Source excerpt:
It may be hot here, but at least we’re not in Death Valley

By John Toth / The Bulletin

The outside temperature rose to 100 degrees Fahrenheit the other day as I was driving around Brazoria County - time to turn the air conditioning to max.

The hourly news on the radio made me feel a little better. It got up to 135F in Furnace Creek, Death Valley, CA. Compared to that, we were experiencing a cool front.

My brother-in-law in Arizona has been keeping me updated on the daily temperatures around Phoenix. It was 115F that day. They have been above 110F for over a month. Even with the low humidity there, that is just too much.

If the 135F is confirmed by the National Weather Service, it will be the highest temperature ever reliably recorded on Earth.

It beats out the previous record of 134F in 1913, also in Death Valley. But that record came into doubt some time ago, because other temperatures recorded in that region did not corroborate it. That opened the No. 2 spot to Tunisia in 1931, when the highest temperature recorded was 131F.

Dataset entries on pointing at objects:
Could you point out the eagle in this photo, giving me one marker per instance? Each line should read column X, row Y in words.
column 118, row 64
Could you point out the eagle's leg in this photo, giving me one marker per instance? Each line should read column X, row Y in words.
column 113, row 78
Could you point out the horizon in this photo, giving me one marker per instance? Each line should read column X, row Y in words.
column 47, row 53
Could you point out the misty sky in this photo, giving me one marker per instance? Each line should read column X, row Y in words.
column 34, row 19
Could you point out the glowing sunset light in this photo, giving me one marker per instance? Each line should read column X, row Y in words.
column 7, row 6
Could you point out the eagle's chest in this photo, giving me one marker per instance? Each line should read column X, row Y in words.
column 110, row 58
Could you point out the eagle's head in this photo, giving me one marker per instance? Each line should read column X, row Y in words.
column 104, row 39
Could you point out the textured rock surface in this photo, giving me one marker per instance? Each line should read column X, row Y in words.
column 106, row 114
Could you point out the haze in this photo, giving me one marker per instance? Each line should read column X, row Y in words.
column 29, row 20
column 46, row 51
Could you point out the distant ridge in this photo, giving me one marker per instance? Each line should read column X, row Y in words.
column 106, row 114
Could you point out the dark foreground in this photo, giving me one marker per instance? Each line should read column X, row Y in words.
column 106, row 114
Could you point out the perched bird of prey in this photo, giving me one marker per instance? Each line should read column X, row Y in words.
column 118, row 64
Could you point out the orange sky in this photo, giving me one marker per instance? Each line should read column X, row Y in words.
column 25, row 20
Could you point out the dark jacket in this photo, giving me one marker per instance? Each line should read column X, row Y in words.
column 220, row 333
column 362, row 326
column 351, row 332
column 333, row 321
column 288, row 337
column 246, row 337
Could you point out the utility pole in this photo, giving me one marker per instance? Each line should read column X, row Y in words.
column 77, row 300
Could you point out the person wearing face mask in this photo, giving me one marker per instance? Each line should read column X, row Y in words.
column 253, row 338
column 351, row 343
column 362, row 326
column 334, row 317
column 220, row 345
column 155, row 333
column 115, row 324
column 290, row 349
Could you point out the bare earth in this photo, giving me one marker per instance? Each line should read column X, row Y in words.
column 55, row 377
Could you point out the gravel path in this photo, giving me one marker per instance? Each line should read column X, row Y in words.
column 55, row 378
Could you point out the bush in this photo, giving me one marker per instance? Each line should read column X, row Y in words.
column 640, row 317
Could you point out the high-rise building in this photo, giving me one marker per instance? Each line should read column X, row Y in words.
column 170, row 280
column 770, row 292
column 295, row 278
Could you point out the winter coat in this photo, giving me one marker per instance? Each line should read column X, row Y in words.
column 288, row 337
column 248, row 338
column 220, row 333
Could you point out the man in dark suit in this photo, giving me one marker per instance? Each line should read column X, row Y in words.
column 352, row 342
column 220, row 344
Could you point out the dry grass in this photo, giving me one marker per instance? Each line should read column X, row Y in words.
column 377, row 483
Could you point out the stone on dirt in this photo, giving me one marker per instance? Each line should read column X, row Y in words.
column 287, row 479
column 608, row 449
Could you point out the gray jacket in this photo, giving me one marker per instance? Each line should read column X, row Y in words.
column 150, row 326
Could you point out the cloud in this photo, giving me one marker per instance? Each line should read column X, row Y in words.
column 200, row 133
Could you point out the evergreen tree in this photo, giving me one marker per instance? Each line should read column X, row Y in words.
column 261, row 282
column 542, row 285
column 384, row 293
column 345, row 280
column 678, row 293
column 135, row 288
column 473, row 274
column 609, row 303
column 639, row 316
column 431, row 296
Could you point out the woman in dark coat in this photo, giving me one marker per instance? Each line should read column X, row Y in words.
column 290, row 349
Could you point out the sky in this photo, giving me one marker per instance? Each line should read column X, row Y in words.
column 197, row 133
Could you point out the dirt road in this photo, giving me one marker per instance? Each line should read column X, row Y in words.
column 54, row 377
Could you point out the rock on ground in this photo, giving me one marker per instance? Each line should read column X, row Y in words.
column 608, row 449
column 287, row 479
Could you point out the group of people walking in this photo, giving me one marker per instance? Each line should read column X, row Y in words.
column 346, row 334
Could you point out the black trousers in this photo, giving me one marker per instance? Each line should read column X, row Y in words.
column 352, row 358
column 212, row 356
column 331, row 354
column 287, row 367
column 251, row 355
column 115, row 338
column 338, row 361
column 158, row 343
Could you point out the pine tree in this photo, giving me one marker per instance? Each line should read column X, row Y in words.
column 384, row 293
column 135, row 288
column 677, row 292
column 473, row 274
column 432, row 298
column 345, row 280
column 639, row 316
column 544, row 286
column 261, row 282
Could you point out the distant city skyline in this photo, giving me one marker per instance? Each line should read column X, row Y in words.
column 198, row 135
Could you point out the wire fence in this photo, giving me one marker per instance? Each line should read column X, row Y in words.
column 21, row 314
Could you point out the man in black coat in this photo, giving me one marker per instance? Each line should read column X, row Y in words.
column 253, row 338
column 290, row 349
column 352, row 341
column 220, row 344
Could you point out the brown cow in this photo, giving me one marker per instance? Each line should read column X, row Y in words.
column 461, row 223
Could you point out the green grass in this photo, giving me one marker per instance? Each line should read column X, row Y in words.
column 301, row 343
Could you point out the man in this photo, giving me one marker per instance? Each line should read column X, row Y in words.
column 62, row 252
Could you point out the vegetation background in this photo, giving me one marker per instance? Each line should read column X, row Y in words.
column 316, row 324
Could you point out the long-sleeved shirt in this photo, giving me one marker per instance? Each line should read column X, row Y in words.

What is asked:
1. Reproduce the stretch of the Death Valley heat column from "If the 135F" through "recorded was 131F.".
2. Answer these questions using the Death Valley heat column:
(a) What temperature did it reach around Phoenix on the day the writer heard the radio news?
(b) In what year was the earlier 134F Death Valley record set?
(c) What was the highest temperature recorded in Tunisia in 1931?
3. Write what comes next in the Death Valley heat column, picking up right after its last sentence.
None of this work uses the entries.

Responses for each task:
1.
If the 135F is confirmed by the National Weather Service, it will be the highest temperature ever reliably recorded on Earth.

It beats out the previous record of 134F in 1913, also in Death Valley. But that record came into doubt some time ago, because other temperatures recorded in that region did not corroborate it. That opened the No. 2 spot to Tunisia in 1931, when the highest temperature recorded was 131F.

2.
(a) 115F
(b) 1913
(c) 131F

3.
However, this is now also in doubt because that reading, as well as others that were made in Africa around that time, have serious credibility issues.

Just writing about this topic makes me want to turn the thermostat up a few notches.

I came to Texas in 1979 to start working at the Daily Tribune in Bay City as a cub reporter right out of college, glad to be able to find a job in my career field. I spent my first night in a mobile home with no air conditioning, trying to figure out all night how not to stick to the couch.

After making it through a tropical storm and barely avoiding a hurricane, which turned at the last minute and left Bay City alone, I decided to stay. I reasoned that I could stand the warmth, humidity and a few hurricane threats better than the freezing cold winters.

I like to wade in the Gulf of Mexico when the water temperature is almost as high as on dry land. I hated the cold ocean water in Maine. I have no idea how people can go swimming there without freezing.

I like the evening smell of the air after the sun has beaten down on the grass and trees all day. I like the morning dew that greets me as I get the paper and take the dogs for a walk.

I also like the fact that we don’t get near 100F too often.

On a visit to Arizona a long time ago, I went swimming in the Biltmore Hotel pool when the temperature was 105F. When I came out, I started to shiver as that warm dry wind blew through me and created nature’s own swamp cooler.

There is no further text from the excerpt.